BEGIN Document excerpt

Fee causes drop in tag renewals

Higher fees have caused Georgians to dump their special wildlife license tags in record numbers, but the financial impact to conservation programs is still a question mark.

As we reported in our news sections last week, owners of bald eagle, quail and hummingbird tags are being hit with an annual "tag renewal fee" of $35, under a new law that took effect last May.

Previously, the only cost associated with such tags was the initial $25 purchase fee, of which a large portion went to programs such as the state's Bobwhite Quail Initiative or the Nongame Wildlife Conservation Fund.

Rick Lavender, a spokesman for the Wildlife Resources Division's nongame section that administers that fund, said an analysis of data from the first four months of the new fee program has both positive and negative repercussions.

"The change officially occurred May 26 of last year," he said. "For our analysis, we took August to November -- four months -- and looked both at new tag issuances and renewals, and compared the numbers with the same period in 2009."

The issuance of new plates declined drastically, with 71.1 percent fewer tags sold in that four-month period, he said.

The estimates also showed renewals fell off as well, with only 60.5 percent of the expiring tags renewed.

What does that mean in terms of actual dollars earmarked for wildlife?

"Our projections from fee changes ranged from $3.4 million if everyone renewed to $868,500 if just 25 percent renewed," he said. "But if you take what we've seen these first four months, we're looking at $2.1 million in revenue for this fiscal year."

END Document excerpt
BEGIN Raw data

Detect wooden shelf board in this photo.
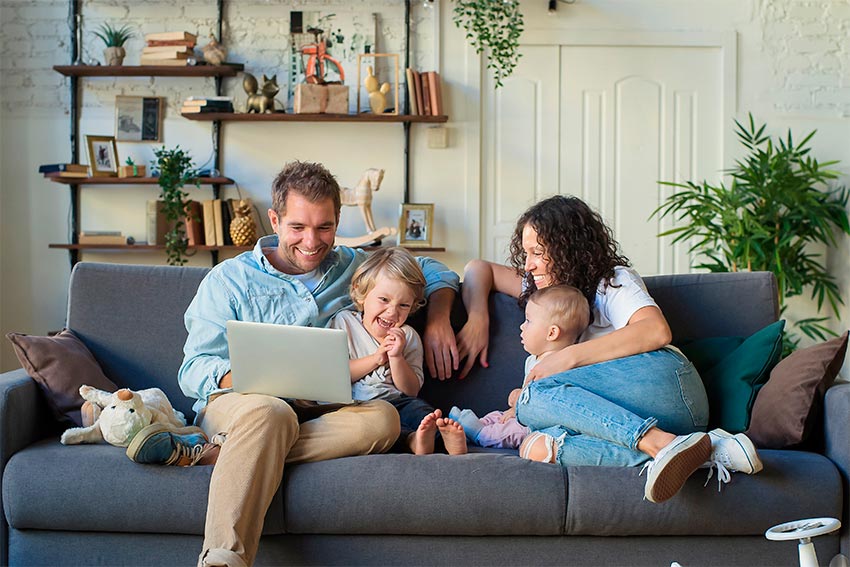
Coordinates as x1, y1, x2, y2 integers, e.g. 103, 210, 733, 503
45, 177, 234, 185
183, 112, 449, 124
53, 63, 244, 77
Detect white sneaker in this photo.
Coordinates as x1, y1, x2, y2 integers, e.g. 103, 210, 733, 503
641, 432, 711, 502
708, 428, 762, 474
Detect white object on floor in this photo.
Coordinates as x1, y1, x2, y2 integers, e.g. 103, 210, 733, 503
764, 518, 841, 567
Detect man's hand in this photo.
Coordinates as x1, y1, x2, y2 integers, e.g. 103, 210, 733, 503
457, 318, 490, 380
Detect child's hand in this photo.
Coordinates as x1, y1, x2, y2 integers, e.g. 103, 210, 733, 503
381, 327, 407, 358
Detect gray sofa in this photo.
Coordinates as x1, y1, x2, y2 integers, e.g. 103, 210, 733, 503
0, 263, 850, 567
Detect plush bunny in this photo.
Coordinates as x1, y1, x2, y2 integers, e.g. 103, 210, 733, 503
60, 386, 186, 447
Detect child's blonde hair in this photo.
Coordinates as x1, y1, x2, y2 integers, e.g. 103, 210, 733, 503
528, 284, 590, 342
349, 246, 425, 314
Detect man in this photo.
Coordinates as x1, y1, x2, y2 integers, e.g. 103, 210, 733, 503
127, 162, 458, 567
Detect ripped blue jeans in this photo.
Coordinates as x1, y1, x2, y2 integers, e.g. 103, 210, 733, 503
516, 348, 708, 467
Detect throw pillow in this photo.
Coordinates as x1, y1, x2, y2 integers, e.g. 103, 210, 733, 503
747, 332, 850, 449
6, 329, 118, 427
680, 321, 785, 433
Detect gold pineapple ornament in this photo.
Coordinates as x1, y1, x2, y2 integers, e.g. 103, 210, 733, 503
230, 199, 257, 246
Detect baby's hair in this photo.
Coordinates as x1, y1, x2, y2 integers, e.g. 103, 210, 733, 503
528, 284, 590, 342
349, 246, 425, 314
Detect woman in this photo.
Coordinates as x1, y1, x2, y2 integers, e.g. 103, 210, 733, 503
458, 196, 761, 502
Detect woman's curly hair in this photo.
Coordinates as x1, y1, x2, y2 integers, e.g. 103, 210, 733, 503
510, 195, 631, 305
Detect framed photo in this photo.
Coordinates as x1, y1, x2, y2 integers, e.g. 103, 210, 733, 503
357, 53, 399, 116
115, 96, 163, 142
398, 203, 434, 248
86, 136, 118, 177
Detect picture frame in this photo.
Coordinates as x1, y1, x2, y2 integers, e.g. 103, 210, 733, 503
86, 135, 118, 177
398, 203, 434, 248
115, 96, 165, 143
357, 53, 401, 116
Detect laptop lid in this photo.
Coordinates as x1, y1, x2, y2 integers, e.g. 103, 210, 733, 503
227, 321, 352, 403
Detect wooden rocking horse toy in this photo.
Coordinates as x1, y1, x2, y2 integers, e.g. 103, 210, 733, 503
336, 168, 398, 248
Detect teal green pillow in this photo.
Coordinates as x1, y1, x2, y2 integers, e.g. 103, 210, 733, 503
680, 321, 785, 433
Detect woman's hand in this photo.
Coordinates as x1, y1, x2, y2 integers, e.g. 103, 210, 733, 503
457, 317, 490, 380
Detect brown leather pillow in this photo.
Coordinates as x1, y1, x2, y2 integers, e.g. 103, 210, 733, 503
6, 329, 118, 427
747, 332, 850, 449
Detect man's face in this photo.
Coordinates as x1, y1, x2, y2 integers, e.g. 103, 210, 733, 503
269, 193, 338, 275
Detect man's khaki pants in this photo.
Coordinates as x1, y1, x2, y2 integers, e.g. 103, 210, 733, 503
198, 392, 399, 567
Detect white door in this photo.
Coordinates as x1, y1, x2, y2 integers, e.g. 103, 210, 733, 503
482, 36, 734, 275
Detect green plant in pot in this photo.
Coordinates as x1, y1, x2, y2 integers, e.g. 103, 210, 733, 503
94, 23, 135, 65
153, 146, 199, 266
653, 115, 850, 353
452, 0, 523, 88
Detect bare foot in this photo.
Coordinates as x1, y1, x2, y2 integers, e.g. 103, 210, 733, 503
407, 410, 442, 455
437, 418, 466, 455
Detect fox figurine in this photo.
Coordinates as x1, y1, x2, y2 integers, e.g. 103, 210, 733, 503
242, 73, 280, 114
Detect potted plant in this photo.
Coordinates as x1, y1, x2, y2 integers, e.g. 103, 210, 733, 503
94, 23, 135, 66
452, 0, 523, 88
653, 115, 850, 352
153, 146, 199, 266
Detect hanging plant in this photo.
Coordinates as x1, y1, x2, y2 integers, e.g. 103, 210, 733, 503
452, 0, 523, 88
153, 146, 199, 266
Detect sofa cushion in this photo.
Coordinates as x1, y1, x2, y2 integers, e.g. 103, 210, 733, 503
680, 321, 785, 433
567, 451, 843, 536
747, 332, 850, 449
284, 453, 567, 535
3, 438, 283, 535
6, 329, 118, 427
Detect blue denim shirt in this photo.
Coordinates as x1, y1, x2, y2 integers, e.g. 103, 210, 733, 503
177, 235, 460, 413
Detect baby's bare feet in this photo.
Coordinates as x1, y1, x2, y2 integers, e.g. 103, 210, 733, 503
407, 410, 442, 455
437, 418, 467, 455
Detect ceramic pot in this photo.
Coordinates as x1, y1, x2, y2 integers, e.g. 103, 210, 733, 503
103, 47, 127, 66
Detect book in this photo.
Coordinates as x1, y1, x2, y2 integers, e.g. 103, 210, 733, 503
139, 55, 189, 67
428, 71, 443, 116
38, 163, 89, 173
145, 31, 198, 43
186, 201, 205, 246
420, 71, 431, 116
142, 45, 194, 55
404, 67, 419, 116
413, 71, 425, 119
146, 39, 195, 47
180, 104, 233, 114
213, 199, 224, 246
201, 199, 215, 251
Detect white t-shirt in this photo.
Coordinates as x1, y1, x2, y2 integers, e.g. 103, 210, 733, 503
579, 266, 658, 342
328, 309, 425, 400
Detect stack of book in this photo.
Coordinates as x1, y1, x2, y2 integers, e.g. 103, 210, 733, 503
38, 163, 89, 178
140, 32, 198, 66
180, 96, 233, 114
405, 67, 443, 116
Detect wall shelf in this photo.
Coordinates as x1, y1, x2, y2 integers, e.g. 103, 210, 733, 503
53, 63, 244, 77
182, 112, 449, 124
46, 177, 234, 185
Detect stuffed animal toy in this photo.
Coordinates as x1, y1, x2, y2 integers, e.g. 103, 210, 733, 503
60, 386, 186, 447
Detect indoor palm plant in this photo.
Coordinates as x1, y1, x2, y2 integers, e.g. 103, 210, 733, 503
452, 0, 523, 88
653, 115, 850, 351
153, 146, 198, 266
94, 23, 134, 65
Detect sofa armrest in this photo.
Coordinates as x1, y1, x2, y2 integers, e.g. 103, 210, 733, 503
823, 384, 850, 556
0, 370, 55, 565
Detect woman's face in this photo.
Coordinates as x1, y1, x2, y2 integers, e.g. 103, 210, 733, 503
522, 224, 556, 289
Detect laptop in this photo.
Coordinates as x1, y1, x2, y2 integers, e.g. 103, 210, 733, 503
227, 320, 352, 404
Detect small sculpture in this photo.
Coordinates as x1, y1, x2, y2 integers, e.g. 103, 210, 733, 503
336, 168, 398, 247
242, 73, 280, 114
201, 34, 227, 65
363, 65, 390, 114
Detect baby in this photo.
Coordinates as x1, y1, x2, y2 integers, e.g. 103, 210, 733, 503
449, 285, 590, 449
329, 248, 466, 455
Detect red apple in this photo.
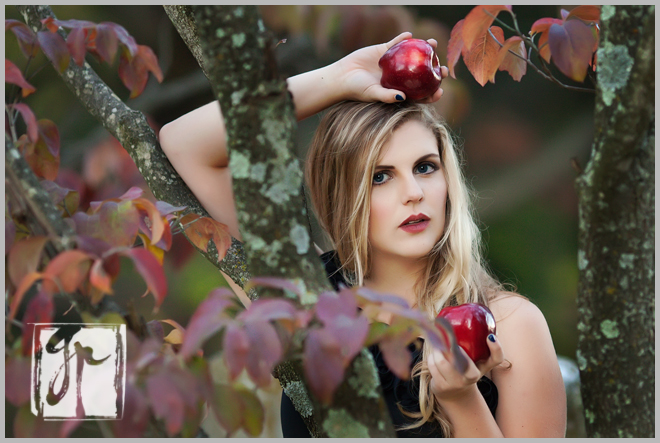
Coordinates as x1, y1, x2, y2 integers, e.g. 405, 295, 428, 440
438, 303, 495, 363
378, 38, 442, 100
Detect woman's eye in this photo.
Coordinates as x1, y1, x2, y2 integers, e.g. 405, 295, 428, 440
373, 172, 387, 185
417, 163, 437, 174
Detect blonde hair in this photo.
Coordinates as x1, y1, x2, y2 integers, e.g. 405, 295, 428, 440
305, 102, 501, 436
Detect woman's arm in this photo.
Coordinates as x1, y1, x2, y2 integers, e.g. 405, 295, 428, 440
429, 295, 566, 438
491, 296, 566, 437
159, 32, 447, 240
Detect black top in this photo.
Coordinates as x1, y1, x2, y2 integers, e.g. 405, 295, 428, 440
281, 251, 497, 438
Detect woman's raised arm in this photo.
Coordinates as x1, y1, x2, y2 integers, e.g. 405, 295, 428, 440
159, 32, 447, 240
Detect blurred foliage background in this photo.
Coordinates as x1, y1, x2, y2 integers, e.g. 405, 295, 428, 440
5, 5, 594, 436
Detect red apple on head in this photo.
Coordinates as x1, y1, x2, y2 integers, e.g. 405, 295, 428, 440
378, 38, 442, 100
438, 303, 495, 363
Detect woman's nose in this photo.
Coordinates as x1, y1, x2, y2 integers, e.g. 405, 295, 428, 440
403, 176, 424, 204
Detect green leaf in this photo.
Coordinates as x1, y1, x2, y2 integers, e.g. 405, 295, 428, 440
37, 31, 71, 74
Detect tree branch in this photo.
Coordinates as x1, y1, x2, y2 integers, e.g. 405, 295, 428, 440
576, 5, 655, 437
186, 6, 394, 437
16, 5, 250, 294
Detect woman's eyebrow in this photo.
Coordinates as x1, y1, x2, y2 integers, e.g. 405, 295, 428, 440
375, 154, 440, 171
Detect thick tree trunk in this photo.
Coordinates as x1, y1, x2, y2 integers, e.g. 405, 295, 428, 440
577, 6, 655, 437
16, 5, 250, 294
189, 6, 394, 437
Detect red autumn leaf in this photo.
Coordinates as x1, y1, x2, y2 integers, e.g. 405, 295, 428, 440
37, 31, 71, 74
222, 324, 250, 380
89, 258, 112, 294
43, 249, 92, 293
5, 59, 37, 97
378, 334, 415, 380
530, 18, 563, 63
5, 355, 31, 407
5, 218, 16, 255
159, 319, 186, 337
462, 5, 511, 51
11, 103, 39, 143
66, 28, 87, 66
303, 329, 345, 405
19, 119, 60, 181
41, 17, 96, 32
146, 370, 186, 436
463, 26, 504, 86
100, 22, 139, 57
21, 291, 55, 356
493, 36, 527, 82
354, 286, 410, 309
315, 291, 358, 325
110, 377, 149, 438
566, 5, 600, 23
119, 186, 144, 200
5, 19, 39, 58
41, 180, 80, 216
548, 20, 596, 82
7, 272, 43, 320
245, 321, 283, 388
325, 315, 369, 367
37, 118, 60, 159
236, 298, 296, 322
119, 248, 167, 309
7, 235, 48, 286
181, 214, 231, 261
179, 288, 236, 359
96, 23, 119, 64
211, 384, 243, 436
156, 200, 187, 216
447, 19, 465, 78
236, 387, 266, 437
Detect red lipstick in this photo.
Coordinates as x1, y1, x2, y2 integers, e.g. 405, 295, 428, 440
399, 214, 430, 233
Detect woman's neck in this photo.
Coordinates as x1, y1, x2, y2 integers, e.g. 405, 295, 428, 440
364, 256, 424, 307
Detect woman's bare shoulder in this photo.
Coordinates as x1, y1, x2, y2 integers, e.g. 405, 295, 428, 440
488, 291, 545, 323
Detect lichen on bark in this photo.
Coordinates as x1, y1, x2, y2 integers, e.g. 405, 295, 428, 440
192, 6, 394, 437
576, 6, 655, 437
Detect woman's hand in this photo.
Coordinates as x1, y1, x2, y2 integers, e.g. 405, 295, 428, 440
428, 335, 504, 404
337, 32, 449, 103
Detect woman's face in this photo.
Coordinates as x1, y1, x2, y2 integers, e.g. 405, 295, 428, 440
369, 120, 447, 259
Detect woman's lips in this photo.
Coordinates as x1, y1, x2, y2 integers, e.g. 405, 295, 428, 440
399, 220, 430, 233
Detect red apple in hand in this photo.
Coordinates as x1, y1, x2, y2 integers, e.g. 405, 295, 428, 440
438, 303, 495, 363
378, 38, 442, 100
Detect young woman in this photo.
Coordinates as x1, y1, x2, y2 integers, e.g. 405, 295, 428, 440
160, 33, 566, 437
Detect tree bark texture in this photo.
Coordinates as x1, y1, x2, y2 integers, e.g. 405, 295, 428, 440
16, 5, 250, 294
189, 6, 394, 437
577, 5, 655, 437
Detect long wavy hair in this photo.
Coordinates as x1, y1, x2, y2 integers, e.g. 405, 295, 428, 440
305, 101, 502, 436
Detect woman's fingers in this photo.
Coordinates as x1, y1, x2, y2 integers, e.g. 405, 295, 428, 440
440, 66, 449, 78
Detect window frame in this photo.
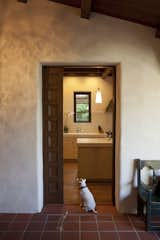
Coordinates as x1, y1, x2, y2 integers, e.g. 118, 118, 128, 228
74, 91, 91, 123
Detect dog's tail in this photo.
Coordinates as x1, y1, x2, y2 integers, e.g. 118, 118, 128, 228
92, 209, 98, 214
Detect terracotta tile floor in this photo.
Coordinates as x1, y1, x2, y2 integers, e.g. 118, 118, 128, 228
0, 204, 160, 240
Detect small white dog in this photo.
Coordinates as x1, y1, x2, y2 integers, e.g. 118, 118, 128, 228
78, 178, 97, 213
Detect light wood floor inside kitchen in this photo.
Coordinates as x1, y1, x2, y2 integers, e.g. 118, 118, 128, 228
63, 162, 112, 204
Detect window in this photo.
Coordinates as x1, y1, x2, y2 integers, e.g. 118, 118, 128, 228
74, 92, 91, 123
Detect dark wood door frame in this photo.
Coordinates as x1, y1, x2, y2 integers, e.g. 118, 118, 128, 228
42, 65, 116, 205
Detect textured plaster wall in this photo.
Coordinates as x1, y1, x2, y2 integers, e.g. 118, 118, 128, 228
0, 0, 160, 212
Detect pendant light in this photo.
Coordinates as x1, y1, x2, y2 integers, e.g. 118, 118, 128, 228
96, 88, 102, 103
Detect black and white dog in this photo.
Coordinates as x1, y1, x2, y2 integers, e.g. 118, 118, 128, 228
78, 178, 97, 213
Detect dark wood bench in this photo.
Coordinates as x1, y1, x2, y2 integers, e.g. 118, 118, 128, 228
137, 159, 160, 231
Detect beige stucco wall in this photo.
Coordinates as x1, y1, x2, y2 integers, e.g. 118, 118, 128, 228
0, 0, 160, 212
63, 76, 113, 133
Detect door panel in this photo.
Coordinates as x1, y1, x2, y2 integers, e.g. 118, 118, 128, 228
43, 66, 63, 204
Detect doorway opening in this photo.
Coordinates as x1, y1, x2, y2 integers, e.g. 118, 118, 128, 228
43, 66, 116, 205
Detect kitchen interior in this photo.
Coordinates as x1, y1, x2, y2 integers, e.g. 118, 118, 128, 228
63, 67, 114, 204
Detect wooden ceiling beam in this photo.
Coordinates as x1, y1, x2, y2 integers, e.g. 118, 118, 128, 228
156, 25, 160, 38
81, 0, 92, 19
18, 0, 28, 3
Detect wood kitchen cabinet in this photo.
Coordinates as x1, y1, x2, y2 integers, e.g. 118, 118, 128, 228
77, 138, 112, 182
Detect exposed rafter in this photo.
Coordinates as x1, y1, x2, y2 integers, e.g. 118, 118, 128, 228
18, 0, 28, 3
81, 0, 92, 19
156, 25, 160, 38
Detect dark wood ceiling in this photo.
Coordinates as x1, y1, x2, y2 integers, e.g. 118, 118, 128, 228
50, 0, 160, 37
18, 0, 160, 38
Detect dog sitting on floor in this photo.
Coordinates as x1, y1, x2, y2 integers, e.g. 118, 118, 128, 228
78, 178, 97, 213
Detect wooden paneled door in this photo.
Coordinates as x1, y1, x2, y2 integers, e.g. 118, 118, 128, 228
43, 66, 63, 204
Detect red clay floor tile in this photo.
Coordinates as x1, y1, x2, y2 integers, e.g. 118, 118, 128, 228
98, 222, 115, 231
80, 214, 96, 222
47, 214, 63, 222
44, 222, 58, 231
3, 232, 23, 240
26, 221, 44, 232
100, 232, 119, 240
138, 232, 158, 240
8, 222, 27, 232
80, 222, 98, 231
133, 222, 146, 231
63, 222, 79, 231
14, 214, 33, 222
65, 214, 80, 222
62, 232, 79, 240
119, 232, 138, 240
0, 222, 10, 231
0, 213, 16, 222
97, 214, 112, 221
41, 232, 59, 240
23, 232, 41, 240
31, 213, 47, 222
116, 222, 134, 231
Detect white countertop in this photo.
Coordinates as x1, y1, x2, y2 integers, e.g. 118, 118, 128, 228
63, 132, 106, 138
77, 137, 112, 147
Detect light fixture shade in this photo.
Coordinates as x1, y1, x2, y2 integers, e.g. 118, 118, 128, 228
96, 88, 102, 103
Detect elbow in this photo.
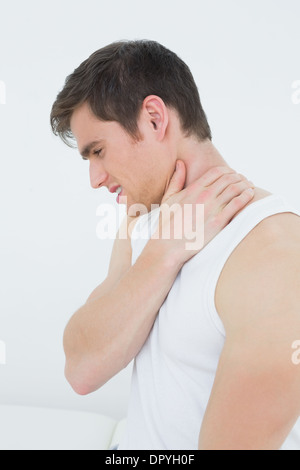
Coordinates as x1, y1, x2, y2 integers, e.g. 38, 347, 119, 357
65, 360, 100, 396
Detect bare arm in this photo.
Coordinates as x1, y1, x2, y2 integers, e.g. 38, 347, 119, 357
64, 231, 180, 394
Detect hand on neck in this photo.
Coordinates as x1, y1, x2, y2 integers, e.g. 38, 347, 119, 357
177, 138, 229, 187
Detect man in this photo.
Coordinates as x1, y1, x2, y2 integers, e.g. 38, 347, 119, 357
51, 41, 300, 450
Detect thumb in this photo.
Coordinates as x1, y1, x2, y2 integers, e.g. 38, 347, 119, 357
162, 160, 186, 203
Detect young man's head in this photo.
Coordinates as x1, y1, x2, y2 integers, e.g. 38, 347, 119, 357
51, 40, 211, 212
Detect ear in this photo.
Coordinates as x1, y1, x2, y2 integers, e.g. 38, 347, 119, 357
143, 95, 169, 141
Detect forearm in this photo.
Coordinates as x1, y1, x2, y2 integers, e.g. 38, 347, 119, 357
64, 249, 181, 394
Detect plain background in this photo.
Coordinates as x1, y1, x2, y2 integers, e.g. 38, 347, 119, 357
0, 0, 300, 418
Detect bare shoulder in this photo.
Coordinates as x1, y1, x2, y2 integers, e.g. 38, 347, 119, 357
215, 195, 300, 334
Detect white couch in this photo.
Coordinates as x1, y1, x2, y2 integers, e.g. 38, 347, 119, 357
0, 405, 125, 450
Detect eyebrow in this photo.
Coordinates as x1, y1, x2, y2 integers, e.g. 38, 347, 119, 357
80, 139, 103, 160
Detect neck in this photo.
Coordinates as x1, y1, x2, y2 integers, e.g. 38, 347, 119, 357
177, 139, 229, 187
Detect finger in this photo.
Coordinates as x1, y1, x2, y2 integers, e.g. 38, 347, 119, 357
217, 188, 254, 227
162, 160, 186, 203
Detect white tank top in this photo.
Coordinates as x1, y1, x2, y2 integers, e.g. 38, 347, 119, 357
119, 195, 300, 450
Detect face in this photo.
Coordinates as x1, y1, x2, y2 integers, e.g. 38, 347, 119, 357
71, 103, 175, 212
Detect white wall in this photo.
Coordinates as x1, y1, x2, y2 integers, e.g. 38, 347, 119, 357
0, 0, 300, 418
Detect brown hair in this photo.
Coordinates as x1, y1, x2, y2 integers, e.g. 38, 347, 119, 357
51, 40, 212, 146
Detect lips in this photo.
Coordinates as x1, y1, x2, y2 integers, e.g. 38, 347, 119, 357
109, 184, 121, 193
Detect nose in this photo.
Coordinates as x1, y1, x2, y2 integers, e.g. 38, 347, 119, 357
90, 160, 108, 189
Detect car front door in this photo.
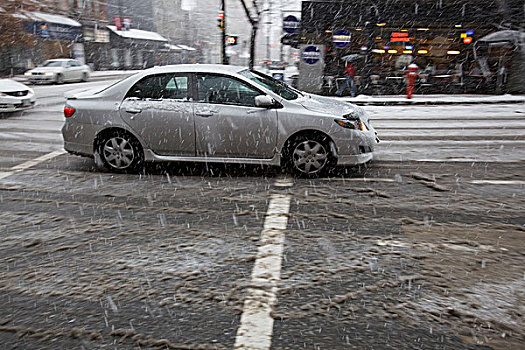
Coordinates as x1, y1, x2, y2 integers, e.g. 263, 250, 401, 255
195, 74, 277, 159
120, 73, 195, 156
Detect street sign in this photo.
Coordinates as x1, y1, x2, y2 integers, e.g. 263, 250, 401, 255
283, 15, 299, 34
332, 29, 350, 49
217, 11, 225, 31
226, 35, 237, 46
301, 46, 321, 64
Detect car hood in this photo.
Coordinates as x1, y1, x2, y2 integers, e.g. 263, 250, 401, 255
298, 94, 368, 122
30, 67, 64, 73
64, 86, 106, 99
0, 79, 29, 92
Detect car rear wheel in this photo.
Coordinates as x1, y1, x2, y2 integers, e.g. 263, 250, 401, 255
285, 135, 335, 177
98, 132, 144, 173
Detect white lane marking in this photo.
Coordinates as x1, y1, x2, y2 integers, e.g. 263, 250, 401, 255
0, 150, 66, 180
234, 179, 293, 350
469, 180, 525, 185
319, 177, 396, 182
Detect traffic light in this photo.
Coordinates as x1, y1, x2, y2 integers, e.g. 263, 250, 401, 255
226, 35, 237, 46
217, 11, 224, 30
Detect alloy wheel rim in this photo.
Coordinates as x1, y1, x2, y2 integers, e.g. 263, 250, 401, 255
293, 140, 328, 174
103, 137, 135, 169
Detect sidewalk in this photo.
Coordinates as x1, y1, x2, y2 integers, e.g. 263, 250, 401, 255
336, 94, 525, 106
6, 70, 525, 106
10, 70, 140, 84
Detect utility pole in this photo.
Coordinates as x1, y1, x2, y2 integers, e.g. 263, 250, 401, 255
219, 0, 229, 64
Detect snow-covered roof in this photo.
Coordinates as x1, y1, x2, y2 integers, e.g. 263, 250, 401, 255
478, 30, 525, 43
107, 26, 168, 41
24, 12, 82, 27
177, 44, 197, 51
164, 44, 182, 51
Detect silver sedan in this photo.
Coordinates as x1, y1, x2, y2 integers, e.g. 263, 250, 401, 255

END Raw data

Problems ▸
1 - Repeat the wildlife tag fee article word for word, from "Rick Lavender, a" to "earmarked for wildlife?", inclusive.
2 - Continue the article about Georgia's wildlife license tag renewal fee from the point where it stops.

Results for the exercise ▸
1 -
Rick Lavender, a spokesman for the Wildlife Resources Division's nongame section that administers that fund, said an analysis of data from the first four months of the new fee program has both positive and negative repercussions.

"The change officially occurred May 26 of last year," he said. "For our analysis, we took August to November -- four months -- and looked both at new tag issuances and renewals, and compared the numbers with the same period in 2009."

The issuance of new plates declined drastically, with 71.1 percent fewer tags sold in that four-month period, he said.

The estimates also showed renewals fell off as well, with only 60.5 percent of the expiring tags renewed.

What does that mean in terms of actual dollars earmarked for wildlife?

2 -
That sum, he noted, is actually above the annual average of $1.91 million generated by the license program -- based on average annual revenues from 2004 to 2010.

"So at this point the projected revenue for fiscal 2011, just for renewals, is 9.8 percent higher than the average annual revenue 2004 to 2010 cycle," Lavender said. "But what we don't know, and we haven't been able to project, is whether the declines in renewals will increase or stabilize."

Officials hope Georgians who have bought 350,000 wildlife plates in recent years will be willing to pay the annual fee to keep them.

"We are grateful for people who have either bought wildlife plates, or who have decided to renew," he said. "This is critical to our programs."

SPEAKING OF BUDGETS: I talked last week with Todd Holbrook, deputy commissioner of Georgia's Department of Natural Resources, who mentioned the spectre of closing some of the state's 98 wildlife management areas.

"The budget we're looking at is fiscal year 2010 that starts July 1," he said. "The line item is reducing state funds for leased wildlife management areas by $210,000."

That computes to the potential loss of up to 25,000 acres of publicly accessible lands.

The areas affected have not been identified, but Holbrook said they would be mainly private parcels under lease agreements -- and not the state and federal lands that also comprise a large portion of the state's WMA program.

In the Augusta area, most of the popular areas would not be affected, including Corps of Engineers land on Thurmond Lake, Yuchi and Tuckahoe WMAs and Di-Lane Plantation.

YUCHI FISHING: Almost two decades ago, plans were made to carve a 110-acre fishing lake from the swampy wilderness on the low-lying portion of Yuchi Wildlife Management Area in Burke County.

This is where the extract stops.